Work required
List every line in the entries below that contains the word "ground", copying each such line in full.

Data entries
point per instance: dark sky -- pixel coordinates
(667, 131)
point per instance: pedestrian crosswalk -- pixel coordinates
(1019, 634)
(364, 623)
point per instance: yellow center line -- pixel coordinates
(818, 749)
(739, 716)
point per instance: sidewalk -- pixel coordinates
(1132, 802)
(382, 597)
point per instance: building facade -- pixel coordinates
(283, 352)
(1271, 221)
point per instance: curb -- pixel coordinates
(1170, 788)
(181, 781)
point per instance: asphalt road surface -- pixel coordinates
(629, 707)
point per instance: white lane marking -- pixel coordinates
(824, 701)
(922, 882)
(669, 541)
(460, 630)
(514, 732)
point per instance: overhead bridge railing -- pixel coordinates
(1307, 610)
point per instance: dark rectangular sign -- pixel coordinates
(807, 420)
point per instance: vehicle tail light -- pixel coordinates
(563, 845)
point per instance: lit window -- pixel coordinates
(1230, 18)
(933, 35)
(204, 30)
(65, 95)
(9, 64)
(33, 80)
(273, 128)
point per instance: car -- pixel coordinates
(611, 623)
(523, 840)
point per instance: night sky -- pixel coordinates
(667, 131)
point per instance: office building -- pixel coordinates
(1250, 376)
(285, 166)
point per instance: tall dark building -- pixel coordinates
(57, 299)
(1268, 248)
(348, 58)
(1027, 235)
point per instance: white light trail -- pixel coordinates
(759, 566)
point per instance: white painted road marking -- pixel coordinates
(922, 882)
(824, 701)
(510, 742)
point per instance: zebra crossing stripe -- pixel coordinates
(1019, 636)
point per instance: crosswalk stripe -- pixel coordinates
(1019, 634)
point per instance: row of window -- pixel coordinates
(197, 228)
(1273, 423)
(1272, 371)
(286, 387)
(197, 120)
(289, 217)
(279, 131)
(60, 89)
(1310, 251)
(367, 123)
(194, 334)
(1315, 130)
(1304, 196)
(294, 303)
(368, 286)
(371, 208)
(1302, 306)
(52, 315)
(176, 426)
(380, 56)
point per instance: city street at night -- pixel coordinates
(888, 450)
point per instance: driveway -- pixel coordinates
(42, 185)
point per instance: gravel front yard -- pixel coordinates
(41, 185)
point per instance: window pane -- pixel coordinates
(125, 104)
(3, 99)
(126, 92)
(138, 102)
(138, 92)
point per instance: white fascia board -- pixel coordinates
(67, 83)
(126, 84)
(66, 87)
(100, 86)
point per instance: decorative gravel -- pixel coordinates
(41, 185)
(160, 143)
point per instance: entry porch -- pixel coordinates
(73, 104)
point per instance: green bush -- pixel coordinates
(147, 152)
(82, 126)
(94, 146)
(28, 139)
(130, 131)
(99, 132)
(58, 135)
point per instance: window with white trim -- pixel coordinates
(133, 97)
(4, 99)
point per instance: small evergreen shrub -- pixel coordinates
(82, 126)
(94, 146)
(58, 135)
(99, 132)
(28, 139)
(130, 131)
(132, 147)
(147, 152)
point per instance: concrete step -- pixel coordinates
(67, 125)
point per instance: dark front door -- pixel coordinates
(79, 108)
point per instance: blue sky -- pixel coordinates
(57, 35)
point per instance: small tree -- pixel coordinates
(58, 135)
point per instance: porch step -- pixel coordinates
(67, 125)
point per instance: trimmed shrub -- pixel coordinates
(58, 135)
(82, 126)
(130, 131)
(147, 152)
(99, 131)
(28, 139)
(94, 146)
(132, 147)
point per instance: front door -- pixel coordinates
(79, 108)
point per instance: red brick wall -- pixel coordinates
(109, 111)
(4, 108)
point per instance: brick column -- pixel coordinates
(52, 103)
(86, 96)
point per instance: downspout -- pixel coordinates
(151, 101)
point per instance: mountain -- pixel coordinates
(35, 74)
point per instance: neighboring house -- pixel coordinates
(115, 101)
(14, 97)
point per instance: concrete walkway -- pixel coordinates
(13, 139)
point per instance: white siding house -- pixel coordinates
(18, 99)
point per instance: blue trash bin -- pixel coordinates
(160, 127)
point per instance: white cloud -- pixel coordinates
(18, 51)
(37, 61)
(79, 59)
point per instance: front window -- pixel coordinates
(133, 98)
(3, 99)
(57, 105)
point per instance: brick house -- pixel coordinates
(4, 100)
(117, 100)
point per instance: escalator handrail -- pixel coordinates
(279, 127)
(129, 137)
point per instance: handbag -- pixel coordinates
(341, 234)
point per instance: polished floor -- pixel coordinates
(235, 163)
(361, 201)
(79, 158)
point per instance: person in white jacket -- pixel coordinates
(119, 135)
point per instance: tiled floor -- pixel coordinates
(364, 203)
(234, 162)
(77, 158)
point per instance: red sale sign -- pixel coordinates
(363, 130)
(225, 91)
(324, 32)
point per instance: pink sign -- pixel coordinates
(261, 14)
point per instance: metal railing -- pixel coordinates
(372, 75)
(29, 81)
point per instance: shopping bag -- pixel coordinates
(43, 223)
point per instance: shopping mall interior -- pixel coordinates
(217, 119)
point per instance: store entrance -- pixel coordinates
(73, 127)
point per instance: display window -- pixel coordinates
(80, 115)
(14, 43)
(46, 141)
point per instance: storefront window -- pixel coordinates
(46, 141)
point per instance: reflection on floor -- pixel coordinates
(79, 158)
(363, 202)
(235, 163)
==
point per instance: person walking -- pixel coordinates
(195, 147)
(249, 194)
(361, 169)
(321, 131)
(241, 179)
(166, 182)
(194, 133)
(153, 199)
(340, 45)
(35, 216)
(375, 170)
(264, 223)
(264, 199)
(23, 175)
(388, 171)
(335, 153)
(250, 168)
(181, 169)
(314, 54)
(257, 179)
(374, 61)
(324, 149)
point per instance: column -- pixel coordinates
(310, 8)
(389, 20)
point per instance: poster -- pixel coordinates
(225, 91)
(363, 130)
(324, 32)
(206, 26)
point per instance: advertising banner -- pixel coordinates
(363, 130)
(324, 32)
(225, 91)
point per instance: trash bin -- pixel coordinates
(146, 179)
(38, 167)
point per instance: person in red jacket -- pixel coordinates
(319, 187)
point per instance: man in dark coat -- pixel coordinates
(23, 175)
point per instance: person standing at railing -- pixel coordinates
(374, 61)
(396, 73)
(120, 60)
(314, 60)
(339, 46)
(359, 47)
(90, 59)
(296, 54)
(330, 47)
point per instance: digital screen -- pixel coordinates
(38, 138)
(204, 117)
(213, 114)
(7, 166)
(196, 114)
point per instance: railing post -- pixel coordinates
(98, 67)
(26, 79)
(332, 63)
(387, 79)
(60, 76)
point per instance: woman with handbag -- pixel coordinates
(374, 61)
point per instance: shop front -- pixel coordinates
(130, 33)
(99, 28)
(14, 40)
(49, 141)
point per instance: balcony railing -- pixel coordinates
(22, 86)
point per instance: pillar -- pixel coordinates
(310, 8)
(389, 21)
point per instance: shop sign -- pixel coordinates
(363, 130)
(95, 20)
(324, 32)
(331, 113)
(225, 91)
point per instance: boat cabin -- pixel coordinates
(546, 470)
---
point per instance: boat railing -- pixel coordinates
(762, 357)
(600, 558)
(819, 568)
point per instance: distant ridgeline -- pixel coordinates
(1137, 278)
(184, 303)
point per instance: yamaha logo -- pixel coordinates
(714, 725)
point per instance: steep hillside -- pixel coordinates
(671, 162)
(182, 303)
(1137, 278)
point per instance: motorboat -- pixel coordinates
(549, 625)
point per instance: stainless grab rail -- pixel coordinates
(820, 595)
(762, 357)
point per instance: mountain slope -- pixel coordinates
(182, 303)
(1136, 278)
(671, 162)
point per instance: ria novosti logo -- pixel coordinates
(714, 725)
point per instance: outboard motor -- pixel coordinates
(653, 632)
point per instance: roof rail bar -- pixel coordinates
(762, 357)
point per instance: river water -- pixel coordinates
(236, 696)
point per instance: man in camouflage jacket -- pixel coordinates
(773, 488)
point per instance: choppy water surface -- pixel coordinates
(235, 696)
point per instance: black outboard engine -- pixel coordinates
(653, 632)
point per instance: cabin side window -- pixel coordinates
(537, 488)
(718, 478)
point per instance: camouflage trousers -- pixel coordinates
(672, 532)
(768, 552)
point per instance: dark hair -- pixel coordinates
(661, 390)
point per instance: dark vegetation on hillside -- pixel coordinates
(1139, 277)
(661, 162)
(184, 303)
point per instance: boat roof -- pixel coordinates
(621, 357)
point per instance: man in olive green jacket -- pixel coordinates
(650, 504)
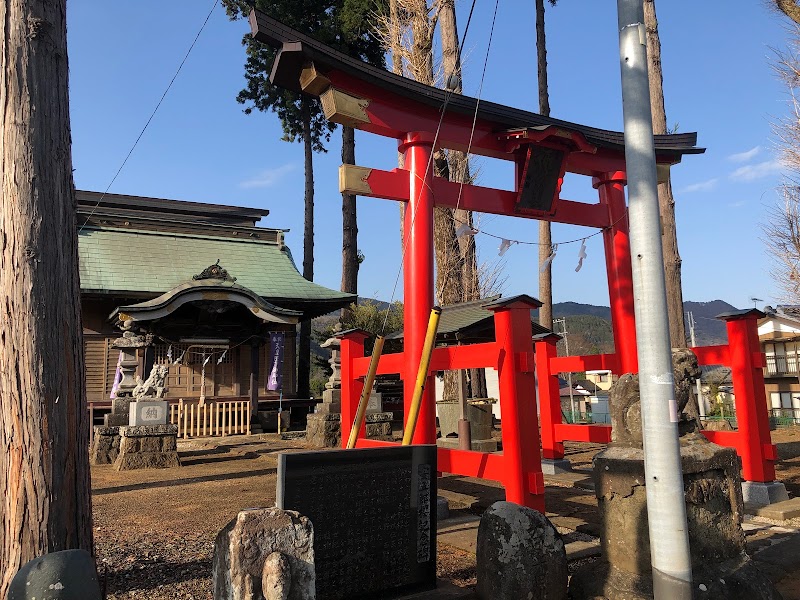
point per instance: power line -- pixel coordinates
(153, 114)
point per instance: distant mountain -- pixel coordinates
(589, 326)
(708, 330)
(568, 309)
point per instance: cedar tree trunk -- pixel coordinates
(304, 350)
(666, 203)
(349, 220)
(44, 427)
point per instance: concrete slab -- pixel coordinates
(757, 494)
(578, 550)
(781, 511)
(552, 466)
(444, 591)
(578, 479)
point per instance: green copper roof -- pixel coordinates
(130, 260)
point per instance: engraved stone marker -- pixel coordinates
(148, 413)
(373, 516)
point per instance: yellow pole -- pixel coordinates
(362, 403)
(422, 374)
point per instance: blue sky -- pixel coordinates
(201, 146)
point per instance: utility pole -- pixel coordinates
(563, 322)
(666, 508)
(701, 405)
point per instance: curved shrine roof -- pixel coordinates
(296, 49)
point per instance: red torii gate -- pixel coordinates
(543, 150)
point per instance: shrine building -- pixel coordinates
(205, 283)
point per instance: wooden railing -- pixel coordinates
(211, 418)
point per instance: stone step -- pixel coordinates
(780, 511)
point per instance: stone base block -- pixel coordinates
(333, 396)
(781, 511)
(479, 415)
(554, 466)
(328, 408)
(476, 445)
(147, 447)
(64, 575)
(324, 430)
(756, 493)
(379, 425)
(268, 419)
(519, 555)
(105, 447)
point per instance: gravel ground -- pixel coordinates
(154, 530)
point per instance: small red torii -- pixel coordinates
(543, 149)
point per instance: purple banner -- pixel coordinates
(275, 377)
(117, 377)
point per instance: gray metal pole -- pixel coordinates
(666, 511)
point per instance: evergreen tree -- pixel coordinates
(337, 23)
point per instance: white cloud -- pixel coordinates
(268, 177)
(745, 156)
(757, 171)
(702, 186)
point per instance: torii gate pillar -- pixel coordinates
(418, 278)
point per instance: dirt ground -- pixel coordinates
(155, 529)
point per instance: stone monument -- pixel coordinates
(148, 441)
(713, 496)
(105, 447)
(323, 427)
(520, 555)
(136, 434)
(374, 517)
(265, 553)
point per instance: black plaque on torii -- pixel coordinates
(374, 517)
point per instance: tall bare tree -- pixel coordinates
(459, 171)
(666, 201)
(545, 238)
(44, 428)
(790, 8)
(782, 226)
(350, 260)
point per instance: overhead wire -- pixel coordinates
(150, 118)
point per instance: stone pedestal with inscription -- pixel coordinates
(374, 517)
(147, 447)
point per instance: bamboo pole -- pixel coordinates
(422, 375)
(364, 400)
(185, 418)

Exercise answer
point per instance: gravel ground -- pixel coordinates
point per instance: dirt ground -- pixel coordinates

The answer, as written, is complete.